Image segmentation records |
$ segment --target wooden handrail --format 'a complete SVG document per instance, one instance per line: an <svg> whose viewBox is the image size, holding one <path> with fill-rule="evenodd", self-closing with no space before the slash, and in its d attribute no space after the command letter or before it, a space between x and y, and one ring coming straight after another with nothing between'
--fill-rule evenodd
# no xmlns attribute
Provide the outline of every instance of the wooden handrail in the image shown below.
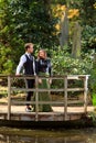
<svg viewBox="0 0 96 143"><path fill-rule="evenodd" d="M39 120L39 103L50 103L50 105L64 105L64 120L67 120L67 105L68 105L68 101L67 101L67 92L68 91L84 91L84 112L86 113L87 112L87 91L88 91L88 88L87 88L87 85L88 85L88 77L89 75L64 75L64 76L52 76L52 77L44 77L44 76L25 76L25 75L20 75L20 76L15 76L15 75L9 75L9 76L3 76L3 75L0 75L0 78L8 78L8 120L10 120L10 116L11 116L11 105L12 103L20 103L23 105L23 103L26 103L28 101L12 101L11 100L11 91L18 91L18 90L21 90L21 91L35 91L35 101L33 101L33 103L35 105L36 107L36 110L35 110L35 121ZM12 79L35 79L35 88L13 88L11 87L11 81ZM62 79L63 82L64 82L64 87L63 88L58 88L58 89L55 89L55 88L49 88L49 89L39 89L38 87L38 84L39 84L39 78L42 78L42 79ZM83 80L84 82L84 87L81 88L68 88L68 80ZM63 101L39 101L39 92L40 91L63 91L64 92L64 100ZM73 101L72 101L73 102Z"/></svg>

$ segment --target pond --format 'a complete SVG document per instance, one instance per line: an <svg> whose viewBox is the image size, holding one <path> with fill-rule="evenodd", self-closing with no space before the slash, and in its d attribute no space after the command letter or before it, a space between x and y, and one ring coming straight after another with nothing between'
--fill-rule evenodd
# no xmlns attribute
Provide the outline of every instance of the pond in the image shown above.
<svg viewBox="0 0 96 143"><path fill-rule="evenodd" d="M96 143L96 129L44 131L0 128L0 143Z"/></svg>

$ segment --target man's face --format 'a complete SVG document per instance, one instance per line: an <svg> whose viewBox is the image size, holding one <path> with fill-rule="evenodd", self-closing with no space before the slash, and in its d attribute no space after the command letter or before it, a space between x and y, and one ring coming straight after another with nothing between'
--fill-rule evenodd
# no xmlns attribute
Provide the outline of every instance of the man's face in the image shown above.
<svg viewBox="0 0 96 143"><path fill-rule="evenodd" d="M28 48L29 53L33 53L33 45L30 45L30 47Z"/></svg>

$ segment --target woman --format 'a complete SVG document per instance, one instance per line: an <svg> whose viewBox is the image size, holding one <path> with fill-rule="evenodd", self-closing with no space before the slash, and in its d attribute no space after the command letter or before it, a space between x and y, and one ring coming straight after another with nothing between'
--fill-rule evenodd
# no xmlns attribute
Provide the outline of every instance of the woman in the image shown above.
<svg viewBox="0 0 96 143"><path fill-rule="evenodd" d="M46 52L44 50L40 50L40 52L39 52L39 56L36 59L36 74L39 76L44 76L44 77L51 76L51 61L47 59ZM40 89L42 89L42 88L47 89L50 84L51 84L51 80L39 78L39 88ZM49 91L39 92L39 101L50 101L50 100L51 99L50 99ZM35 111L35 106L33 108L33 111ZM39 105L39 111L40 112L51 112L52 107L51 107L51 105Z"/></svg>

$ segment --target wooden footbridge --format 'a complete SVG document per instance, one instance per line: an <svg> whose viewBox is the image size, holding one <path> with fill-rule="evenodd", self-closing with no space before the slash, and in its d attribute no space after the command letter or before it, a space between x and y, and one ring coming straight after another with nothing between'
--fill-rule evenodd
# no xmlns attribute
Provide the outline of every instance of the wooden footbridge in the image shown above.
<svg viewBox="0 0 96 143"><path fill-rule="evenodd" d="M88 75L70 75L70 76L53 76L53 77L32 77L32 76L0 76L0 82L4 79L8 81L8 102L7 105L0 106L0 119L1 120L22 120L22 121L66 121L79 119L84 114L93 111L94 108L88 106ZM15 86L15 80L35 79L35 88L26 88L23 86ZM39 78L52 79L53 82L61 80L63 87L49 86L49 89L39 89ZM82 87L73 88L73 81L81 81ZM70 82L70 84L68 84ZM72 87L68 85L72 84ZM53 84L52 84L53 85ZM81 85L81 84L79 84ZM35 101L17 100L13 98L13 92L35 92ZM39 101L39 92L62 92L62 99L51 101ZM68 100L68 92L83 94L82 100ZM57 96L58 97L58 96ZM22 97L21 97L22 99ZM25 112L25 105L35 105L35 112ZM39 112L39 105L51 105L53 108L52 112ZM72 105L72 106L71 106ZM75 105L75 106L74 106ZM81 105L81 106L78 106Z"/></svg>

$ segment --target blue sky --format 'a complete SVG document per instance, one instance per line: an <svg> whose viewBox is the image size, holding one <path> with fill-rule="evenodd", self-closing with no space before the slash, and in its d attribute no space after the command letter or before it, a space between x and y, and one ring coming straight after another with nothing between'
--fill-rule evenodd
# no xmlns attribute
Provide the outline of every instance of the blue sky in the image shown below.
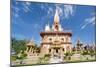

What you have to do | Please swap "Provide the outline of" for "Trace" throughout all the records above, changing nothing else. Leave the pictures out of your answer.

Exercise solution |
$ segment --target wooden handrail --format 'a complete SVG document per instance, one instance per line: an <svg> whose viewBox is the image size, holding one <path> with fill-rule="evenodd", self-closing with no space before the slash, and in its d attribute no space after the command letter or before it, a space between x and y, and one ring coming straight after another with nothing between'
--fill-rule evenodd
# no xmlns attribute
Trace every instance of the wooden handrail in the image shown below.
<svg viewBox="0 0 96 143"><path fill-rule="evenodd" d="M39 120L39 103L50 103L50 105L64 105L64 120L67 120L67 105L68 105L68 101L67 101L67 92L68 91L84 91L84 112L86 113L87 112L87 91L88 91L88 88L87 88L87 85L88 85L88 77L89 75L64 75L64 76L52 76L52 77L44 77L44 76L25 76L25 75L20 75L20 76L15 76L15 75L9 75L9 76L3 76L3 75L0 75L0 78L8 78L8 120L10 120L10 116L11 116L11 105L12 103L20 103L23 105L23 103L26 103L28 101L12 101L11 100L11 91L18 91L18 90L21 90L21 91L35 91L35 101L33 101L33 103L35 105L36 107L36 110L35 110L35 121ZM12 79L35 79L35 88L13 88L11 87L11 81ZM62 79L63 82L64 82L64 87L63 88L58 88L58 89L55 89L55 88L49 88L49 89L39 89L38 87L38 84L39 84L39 78L42 78L42 79ZM83 80L84 82L84 87L81 88L68 88L68 80ZM63 101L39 101L39 92L40 91L63 91L64 92L64 100ZM73 101L72 101L73 102Z"/></svg>

$ segment --target pond --format 'a complete SVG document per instance, one instance per line: an <svg> whose viewBox is the image size, holding one <path> with fill-rule="evenodd", self-closing with no space before the slash, and in its d attribute no space after the command letter or before it, a space between x and y, and one ring coming straight after another with nothing between'
--fill-rule evenodd
# no xmlns attribute
Trace every instance of the pond in the image shown above.
<svg viewBox="0 0 96 143"><path fill-rule="evenodd" d="M96 143L96 129L44 131L0 128L0 143Z"/></svg>

$ segment --target man's face --format 'a complete SVG document per instance, one instance per line: an <svg> whose viewBox is the image size, holding one <path> with fill-rule="evenodd", self-closing with no space before the slash, and in its d attribute no space after the command letter or before it, a space between x and y, and one ring coming straight after another with nothing between'
--fill-rule evenodd
# no xmlns attribute
Trace every instance of the man's face in the image shown above.
<svg viewBox="0 0 96 143"><path fill-rule="evenodd" d="M28 48L29 53L33 53L33 45L30 45L30 47Z"/></svg>

$ segment --target woman --format 'a complete SVG document per instance, one instance per line: an <svg> whose viewBox is the image size, holding one <path> with fill-rule="evenodd", self-closing with no space before the slash, and in its d attribute no space after the command letter or before it, a space between x and y, and one ring coming straight after another with nothing between'
--fill-rule evenodd
# no xmlns attribute
Trace every instance of the woman in the image shown above.
<svg viewBox="0 0 96 143"><path fill-rule="evenodd" d="M46 52L44 50L40 50L40 52L39 52L39 56L36 59L36 74L39 76L44 76L44 77L51 76L51 61L47 59ZM40 89L42 89L42 88L47 89L50 84L51 84L51 80L39 78L39 88ZM49 91L39 92L39 101L50 101L50 100L51 99L50 99ZM35 111L35 106L33 108L33 111ZM39 105L39 111L40 112L51 112L52 107L51 107L51 105Z"/></svg>

$ segment --target wooden footbridge --format 'a complete SVG document per instance, one instance per line: an <svg> whose viewBox is the image size, holding one <path> with fill-rule="evenodd", self-closing with no space before the slash, and in its d attribute no space after the command letter or before it, a space between x and y, and one ring coming straight after another with nothing between'
--fill-rule evenodd
# no xmlns attribute
Trace every instance of the wooden footbridge in the image shown above.
<svg viewBox="0 0 96 143"><path fill-rule="evenodd" d="M88 75L70 75L70 76L53 76L53 77L32 77L32 76L0 76L0 82L4 79L8 81L8 102L7 105L0 106L0 119L1 120L22 120L22 121L66 121L79 119L84 114L93 111L94 108L88 106ZM15 86L15 80L35 79L35 88L26 88L23 86ZM39 78L52 79L53 82L61 80L63 87L49 86L49 89L39 89ZM82 87L73 88L73 81L81 81ZM70 82L70 84L68 84ZM72 87L68 85L72 84ZM53 84L52 84L53 85ZM81 85L81 84L79 84ZM35 101L17 100L13 98L13 92L35 92ZM39 101L39 92L62 92L62 99L51 101ZM68 100L68 92L83 94L82 100ZM57 96L58 97L58 96ZM22 97L21 97L22 99ZM25 112L25 105L35 105L35 112ZM39 112L39 105L51 105L53 108L52 112ZM72 105L72 106L71 106ZM75 105L75 106L74 106ZM81 105L81 106L78 106Z"/></svg>

$ segment --target blue sky --format 'a complete SVG document per instance, one instance per line: an <svg> whose viewBox is the image size, holding one <path> with fill-rule="evenodd", self-closing with no space before the slash, and in its d attribute no space after the command letter or before it, a space between x and y, and one ring coming straight after another with nothing between'
--fill-rule evenodd
# no xmlns attribute
Trace every instance of the blue sky in the image shown below.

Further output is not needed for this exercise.